DATA FOR ANALYSIS:
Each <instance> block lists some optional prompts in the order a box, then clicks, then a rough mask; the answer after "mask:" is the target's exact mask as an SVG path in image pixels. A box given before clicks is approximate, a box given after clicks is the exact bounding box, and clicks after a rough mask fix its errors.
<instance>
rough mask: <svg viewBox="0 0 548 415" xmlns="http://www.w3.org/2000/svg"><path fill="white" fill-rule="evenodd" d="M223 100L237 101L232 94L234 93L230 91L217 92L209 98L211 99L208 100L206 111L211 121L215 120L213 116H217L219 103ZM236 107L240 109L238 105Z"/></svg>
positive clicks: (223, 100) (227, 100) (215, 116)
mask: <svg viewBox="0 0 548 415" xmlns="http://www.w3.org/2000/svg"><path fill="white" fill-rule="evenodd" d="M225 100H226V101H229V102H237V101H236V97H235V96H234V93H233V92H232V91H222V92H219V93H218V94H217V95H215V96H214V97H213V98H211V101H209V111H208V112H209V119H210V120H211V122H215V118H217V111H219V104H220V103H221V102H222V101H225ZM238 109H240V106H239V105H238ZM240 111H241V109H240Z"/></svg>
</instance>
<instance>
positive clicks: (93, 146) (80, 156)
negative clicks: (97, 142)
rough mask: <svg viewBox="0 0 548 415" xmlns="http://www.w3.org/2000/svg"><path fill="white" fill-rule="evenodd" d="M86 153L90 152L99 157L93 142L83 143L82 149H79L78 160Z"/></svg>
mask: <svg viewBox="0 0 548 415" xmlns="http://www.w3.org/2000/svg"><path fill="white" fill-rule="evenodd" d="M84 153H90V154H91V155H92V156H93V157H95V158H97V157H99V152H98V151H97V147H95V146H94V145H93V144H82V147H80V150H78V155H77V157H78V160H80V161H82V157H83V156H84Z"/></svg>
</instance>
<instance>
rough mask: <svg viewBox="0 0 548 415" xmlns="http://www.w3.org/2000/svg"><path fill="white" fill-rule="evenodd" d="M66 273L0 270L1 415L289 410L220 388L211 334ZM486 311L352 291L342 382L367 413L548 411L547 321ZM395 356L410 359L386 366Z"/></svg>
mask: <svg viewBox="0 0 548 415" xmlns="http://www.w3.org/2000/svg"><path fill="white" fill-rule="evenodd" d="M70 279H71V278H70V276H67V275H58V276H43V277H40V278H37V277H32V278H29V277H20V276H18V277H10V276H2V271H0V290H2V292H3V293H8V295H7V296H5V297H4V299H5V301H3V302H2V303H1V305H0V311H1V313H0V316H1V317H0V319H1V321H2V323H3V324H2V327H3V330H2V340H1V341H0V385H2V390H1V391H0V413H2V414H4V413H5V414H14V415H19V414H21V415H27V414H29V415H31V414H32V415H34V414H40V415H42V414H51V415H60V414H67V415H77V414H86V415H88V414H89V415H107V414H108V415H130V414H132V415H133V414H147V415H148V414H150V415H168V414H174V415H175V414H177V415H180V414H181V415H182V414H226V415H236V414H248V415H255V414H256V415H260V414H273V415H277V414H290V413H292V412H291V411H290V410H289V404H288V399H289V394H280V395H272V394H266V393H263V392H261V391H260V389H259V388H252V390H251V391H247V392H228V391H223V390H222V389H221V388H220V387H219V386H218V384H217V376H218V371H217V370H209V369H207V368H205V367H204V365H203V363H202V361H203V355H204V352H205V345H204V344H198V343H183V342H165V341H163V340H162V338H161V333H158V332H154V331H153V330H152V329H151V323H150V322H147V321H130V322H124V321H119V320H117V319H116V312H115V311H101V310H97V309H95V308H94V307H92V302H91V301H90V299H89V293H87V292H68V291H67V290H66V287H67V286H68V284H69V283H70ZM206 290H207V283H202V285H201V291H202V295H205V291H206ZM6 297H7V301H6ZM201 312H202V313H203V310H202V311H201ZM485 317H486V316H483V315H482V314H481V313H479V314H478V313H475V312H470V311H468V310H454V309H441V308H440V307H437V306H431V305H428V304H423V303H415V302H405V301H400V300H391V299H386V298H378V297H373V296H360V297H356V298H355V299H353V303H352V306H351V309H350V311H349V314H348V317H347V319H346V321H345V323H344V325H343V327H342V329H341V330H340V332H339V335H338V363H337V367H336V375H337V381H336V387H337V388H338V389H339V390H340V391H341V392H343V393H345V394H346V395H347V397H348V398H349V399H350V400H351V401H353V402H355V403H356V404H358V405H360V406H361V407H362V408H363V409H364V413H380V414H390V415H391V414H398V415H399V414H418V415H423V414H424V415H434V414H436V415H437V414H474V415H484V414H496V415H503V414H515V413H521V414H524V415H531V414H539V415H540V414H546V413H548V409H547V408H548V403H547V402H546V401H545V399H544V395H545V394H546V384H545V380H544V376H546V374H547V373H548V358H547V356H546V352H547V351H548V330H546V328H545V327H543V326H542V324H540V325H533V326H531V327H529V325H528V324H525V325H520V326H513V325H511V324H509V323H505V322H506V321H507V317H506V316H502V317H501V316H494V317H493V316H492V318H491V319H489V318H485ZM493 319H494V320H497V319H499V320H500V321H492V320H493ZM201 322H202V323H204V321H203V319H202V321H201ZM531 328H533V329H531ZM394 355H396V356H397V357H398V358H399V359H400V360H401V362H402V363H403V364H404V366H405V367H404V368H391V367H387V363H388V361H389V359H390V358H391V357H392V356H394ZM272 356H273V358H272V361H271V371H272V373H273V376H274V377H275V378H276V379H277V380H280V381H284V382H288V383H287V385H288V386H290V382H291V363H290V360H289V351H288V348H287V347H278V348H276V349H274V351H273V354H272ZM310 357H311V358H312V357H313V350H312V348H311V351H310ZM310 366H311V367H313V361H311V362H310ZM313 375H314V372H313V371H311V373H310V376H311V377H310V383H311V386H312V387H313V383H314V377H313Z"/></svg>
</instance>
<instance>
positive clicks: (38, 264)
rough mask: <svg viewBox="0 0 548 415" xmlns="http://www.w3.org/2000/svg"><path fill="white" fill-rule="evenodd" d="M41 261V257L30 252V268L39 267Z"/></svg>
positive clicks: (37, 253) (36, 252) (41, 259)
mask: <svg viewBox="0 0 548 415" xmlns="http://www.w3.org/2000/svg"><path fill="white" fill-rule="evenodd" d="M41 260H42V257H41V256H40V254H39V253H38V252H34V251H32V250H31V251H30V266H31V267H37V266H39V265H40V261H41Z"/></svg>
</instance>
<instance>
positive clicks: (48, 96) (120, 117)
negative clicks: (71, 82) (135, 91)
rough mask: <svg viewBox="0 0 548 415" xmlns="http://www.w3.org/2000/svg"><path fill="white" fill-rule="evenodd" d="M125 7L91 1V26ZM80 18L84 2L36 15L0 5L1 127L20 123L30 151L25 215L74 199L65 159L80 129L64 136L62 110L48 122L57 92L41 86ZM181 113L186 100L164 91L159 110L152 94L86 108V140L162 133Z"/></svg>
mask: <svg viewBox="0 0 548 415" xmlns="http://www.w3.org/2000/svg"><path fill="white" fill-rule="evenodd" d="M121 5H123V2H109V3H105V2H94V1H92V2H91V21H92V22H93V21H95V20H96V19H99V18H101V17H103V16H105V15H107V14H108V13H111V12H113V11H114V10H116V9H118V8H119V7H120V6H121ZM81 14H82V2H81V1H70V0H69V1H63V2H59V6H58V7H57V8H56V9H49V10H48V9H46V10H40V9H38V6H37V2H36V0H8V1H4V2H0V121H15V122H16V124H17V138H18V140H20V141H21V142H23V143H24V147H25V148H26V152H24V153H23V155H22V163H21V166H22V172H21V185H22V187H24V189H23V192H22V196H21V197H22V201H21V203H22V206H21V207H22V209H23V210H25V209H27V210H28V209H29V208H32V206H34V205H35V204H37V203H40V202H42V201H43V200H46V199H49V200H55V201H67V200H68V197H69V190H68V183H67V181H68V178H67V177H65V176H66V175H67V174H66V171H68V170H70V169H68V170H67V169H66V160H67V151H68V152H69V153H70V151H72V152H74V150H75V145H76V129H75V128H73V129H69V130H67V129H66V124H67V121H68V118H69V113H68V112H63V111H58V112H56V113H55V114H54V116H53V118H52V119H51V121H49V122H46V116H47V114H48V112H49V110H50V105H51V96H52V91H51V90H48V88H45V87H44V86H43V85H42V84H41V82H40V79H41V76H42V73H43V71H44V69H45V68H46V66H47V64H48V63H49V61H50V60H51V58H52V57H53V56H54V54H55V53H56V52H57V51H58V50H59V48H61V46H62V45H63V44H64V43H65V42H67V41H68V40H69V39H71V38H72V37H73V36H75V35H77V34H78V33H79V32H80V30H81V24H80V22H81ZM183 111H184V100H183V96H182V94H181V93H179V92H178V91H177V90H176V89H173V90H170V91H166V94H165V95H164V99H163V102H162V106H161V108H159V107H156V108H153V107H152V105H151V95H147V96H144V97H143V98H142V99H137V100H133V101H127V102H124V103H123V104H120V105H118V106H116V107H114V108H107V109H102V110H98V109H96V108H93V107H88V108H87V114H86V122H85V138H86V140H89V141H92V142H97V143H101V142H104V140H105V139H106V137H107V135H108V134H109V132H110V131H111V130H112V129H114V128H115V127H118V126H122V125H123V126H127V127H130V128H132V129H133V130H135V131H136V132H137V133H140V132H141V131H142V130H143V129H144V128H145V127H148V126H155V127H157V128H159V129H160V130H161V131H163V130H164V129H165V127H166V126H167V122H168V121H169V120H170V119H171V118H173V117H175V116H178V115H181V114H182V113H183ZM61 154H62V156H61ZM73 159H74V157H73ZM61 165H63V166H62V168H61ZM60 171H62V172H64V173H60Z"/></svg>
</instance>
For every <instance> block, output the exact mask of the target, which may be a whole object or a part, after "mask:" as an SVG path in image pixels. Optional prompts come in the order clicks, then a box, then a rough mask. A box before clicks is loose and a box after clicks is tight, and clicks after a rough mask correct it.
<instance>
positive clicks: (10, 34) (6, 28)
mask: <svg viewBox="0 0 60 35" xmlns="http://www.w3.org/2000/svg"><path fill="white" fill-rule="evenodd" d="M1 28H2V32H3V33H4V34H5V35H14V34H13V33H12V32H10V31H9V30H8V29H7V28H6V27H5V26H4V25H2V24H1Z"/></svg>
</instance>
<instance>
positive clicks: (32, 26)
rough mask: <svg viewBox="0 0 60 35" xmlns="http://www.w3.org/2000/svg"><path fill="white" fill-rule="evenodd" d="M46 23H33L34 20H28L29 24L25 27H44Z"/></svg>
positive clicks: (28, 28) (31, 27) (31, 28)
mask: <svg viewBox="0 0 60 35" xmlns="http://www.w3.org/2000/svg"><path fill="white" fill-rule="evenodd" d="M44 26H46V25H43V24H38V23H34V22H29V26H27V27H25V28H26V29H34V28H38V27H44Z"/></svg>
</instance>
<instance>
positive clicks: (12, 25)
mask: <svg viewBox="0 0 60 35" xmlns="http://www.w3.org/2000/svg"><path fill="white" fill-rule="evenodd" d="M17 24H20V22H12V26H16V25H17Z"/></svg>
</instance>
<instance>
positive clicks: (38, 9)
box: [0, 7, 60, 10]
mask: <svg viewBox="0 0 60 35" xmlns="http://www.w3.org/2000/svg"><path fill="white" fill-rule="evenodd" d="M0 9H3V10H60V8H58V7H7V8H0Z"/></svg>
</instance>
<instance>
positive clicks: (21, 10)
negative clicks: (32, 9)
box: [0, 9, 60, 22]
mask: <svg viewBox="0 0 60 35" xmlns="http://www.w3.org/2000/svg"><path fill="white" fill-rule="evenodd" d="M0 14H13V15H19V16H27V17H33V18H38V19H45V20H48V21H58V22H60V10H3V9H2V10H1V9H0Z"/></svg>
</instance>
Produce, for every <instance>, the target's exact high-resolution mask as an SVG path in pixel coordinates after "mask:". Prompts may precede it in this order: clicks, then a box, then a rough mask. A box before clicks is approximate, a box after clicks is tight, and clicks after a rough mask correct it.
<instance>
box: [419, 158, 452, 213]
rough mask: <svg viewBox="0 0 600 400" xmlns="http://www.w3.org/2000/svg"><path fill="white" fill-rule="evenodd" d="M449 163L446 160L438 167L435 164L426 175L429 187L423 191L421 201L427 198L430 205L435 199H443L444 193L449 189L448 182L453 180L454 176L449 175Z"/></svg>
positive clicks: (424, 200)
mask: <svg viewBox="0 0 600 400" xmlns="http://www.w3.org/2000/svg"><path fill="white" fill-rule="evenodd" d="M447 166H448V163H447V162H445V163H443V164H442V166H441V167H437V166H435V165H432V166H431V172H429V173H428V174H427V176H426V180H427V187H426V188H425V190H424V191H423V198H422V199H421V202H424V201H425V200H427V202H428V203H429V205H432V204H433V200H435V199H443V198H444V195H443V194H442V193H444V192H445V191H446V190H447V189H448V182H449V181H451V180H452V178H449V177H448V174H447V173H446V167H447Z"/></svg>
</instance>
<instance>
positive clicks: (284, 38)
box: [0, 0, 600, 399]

ABOUT THIS TASK: Using the data above, copy each line that contains "negative".

RESULT:
negative clicks: (97, 142)
negative clicks: (71, 82) (135, 91)
negative clicks: (32, 9)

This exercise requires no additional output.